STATED TASK >> Everything from the line that contains "Locate every instance of the water" through the last line of the listing must be copied exactly, with both of those lines included and no others.

▼

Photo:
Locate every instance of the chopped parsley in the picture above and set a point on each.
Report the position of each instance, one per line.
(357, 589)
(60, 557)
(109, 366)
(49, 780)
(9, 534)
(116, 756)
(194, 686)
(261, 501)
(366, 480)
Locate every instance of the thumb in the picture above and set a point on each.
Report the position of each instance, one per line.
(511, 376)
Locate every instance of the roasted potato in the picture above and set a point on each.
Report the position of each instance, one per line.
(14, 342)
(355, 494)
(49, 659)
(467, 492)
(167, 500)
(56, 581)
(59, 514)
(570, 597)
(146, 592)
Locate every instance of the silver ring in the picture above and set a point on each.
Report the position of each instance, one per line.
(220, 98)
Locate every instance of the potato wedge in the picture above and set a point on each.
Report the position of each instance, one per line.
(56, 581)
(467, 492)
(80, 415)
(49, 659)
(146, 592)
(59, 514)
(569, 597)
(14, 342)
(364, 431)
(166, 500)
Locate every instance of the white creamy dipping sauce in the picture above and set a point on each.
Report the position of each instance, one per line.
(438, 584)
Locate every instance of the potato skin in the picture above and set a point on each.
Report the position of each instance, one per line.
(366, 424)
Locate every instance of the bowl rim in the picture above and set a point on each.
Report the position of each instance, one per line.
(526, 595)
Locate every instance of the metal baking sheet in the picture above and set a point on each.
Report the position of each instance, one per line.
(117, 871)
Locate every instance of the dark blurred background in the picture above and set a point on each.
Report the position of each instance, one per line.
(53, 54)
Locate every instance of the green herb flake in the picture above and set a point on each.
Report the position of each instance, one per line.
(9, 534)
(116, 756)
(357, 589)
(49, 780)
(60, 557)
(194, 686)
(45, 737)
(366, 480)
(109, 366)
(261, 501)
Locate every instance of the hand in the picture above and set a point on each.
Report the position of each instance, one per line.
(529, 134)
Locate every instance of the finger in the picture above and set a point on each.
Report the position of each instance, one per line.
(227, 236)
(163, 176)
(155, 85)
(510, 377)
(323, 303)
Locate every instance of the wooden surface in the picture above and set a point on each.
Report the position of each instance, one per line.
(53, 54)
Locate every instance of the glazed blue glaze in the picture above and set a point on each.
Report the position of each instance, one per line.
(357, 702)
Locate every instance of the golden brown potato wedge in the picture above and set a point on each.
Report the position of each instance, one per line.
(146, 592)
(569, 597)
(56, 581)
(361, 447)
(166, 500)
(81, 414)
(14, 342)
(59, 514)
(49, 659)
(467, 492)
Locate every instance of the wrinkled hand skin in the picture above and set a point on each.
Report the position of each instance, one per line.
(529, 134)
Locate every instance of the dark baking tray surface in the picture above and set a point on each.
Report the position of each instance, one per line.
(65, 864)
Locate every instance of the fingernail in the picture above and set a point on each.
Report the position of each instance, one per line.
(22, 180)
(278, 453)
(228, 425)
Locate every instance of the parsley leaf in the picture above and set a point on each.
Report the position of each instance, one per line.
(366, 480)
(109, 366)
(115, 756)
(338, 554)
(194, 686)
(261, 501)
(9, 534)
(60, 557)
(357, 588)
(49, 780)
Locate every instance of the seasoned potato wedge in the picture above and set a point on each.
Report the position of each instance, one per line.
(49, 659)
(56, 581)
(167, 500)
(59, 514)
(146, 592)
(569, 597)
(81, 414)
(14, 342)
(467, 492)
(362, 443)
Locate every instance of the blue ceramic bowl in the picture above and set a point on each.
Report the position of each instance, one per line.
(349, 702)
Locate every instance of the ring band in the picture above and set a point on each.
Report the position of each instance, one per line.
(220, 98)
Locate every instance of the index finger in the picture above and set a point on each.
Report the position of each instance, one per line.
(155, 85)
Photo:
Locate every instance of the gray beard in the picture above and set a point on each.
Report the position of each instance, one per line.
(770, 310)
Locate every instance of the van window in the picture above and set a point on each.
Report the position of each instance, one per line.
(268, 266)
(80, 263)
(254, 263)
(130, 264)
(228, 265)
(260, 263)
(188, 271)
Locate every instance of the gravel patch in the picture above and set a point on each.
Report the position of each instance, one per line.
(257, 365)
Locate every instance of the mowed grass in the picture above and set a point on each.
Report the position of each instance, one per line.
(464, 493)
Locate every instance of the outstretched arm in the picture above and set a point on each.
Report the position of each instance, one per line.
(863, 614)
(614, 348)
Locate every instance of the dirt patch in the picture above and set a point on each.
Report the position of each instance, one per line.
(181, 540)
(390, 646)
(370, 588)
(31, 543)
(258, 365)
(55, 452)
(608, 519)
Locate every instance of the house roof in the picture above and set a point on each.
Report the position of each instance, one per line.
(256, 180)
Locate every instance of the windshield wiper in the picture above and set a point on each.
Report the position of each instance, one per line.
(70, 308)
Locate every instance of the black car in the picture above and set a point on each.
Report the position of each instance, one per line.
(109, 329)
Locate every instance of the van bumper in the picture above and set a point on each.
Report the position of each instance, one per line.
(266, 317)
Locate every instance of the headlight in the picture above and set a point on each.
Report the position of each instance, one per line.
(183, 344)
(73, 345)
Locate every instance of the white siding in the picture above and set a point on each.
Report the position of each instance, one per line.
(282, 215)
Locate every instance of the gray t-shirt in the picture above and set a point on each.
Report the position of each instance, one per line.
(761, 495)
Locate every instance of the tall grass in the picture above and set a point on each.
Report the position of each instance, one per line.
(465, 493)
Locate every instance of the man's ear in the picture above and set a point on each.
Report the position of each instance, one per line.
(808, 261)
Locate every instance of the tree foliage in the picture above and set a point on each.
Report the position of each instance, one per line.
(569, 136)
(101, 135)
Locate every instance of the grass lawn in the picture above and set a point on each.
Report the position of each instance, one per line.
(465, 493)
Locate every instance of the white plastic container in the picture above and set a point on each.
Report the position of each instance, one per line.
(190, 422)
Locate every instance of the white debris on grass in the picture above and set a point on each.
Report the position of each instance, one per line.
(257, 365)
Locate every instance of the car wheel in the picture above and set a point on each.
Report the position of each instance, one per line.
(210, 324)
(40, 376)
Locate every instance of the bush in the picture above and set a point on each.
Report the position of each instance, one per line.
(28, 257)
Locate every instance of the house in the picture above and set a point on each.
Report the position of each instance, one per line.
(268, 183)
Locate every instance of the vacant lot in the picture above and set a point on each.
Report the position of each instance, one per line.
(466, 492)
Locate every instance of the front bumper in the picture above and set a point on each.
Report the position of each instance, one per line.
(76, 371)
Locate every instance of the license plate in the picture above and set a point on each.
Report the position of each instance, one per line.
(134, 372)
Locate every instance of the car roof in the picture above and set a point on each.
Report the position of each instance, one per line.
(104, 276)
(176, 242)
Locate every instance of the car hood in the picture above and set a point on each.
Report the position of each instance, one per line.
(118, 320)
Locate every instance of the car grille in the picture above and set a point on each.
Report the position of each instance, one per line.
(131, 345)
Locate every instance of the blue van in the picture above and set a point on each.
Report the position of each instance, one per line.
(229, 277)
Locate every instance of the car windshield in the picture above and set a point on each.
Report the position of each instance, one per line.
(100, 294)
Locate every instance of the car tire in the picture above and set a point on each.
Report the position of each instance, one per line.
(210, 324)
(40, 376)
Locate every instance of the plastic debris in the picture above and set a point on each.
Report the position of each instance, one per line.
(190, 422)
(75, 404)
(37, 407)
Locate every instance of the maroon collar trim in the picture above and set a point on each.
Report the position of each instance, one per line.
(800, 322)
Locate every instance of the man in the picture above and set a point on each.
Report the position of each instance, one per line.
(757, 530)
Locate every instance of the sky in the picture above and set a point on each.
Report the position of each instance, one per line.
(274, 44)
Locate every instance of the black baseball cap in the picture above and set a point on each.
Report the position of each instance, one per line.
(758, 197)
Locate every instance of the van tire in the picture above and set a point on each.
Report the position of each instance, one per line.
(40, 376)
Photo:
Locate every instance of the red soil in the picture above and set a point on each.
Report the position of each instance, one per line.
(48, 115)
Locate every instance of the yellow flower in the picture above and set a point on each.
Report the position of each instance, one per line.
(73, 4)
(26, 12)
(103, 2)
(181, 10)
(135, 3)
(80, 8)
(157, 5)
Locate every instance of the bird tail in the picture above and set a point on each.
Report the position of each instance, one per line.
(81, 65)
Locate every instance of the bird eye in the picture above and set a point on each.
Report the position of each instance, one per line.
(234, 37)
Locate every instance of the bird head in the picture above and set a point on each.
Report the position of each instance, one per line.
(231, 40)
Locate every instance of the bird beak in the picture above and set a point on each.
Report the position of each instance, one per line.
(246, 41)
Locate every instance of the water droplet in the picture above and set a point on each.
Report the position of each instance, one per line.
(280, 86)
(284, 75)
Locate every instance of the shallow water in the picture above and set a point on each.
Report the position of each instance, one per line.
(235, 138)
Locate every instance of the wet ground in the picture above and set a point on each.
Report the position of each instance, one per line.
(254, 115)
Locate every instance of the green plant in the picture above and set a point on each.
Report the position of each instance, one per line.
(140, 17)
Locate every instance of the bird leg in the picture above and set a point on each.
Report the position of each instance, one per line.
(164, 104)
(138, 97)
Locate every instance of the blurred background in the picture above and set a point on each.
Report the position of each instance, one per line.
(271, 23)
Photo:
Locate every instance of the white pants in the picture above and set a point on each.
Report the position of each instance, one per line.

▲

TASK RESULT >>
Locate every instance of the water droplet in the picture above and set a point on each.
Report the position of each instance, one per line.
(280, 86)
(284, 75)
Locate every instance of the shallow water in the picture above and set a point on each.
Report the position of each instance, one per line.
(235, 138)
Locate every instance of the wet ground in the picture above and set a point on each.
Report the position of each instance, one per line.
(254, 115)
Locate every instance of the green plant in the picture above and set a point on each.
Report the position of each instance, one per line.
(140, 17)
Locate every instance of the bird leg in the picture above and set a point on each.
Report the position of each instance, one per line.
(164, 104)
(138, 97)
Locate every instance of the blurred background in the picture above and set a point on each.
Report the position of each instance, one per line.
(271, 23)
Photo:
Locate every instance of the white pants in the picture above and set a point on each.
Report the position of each instance, one per line.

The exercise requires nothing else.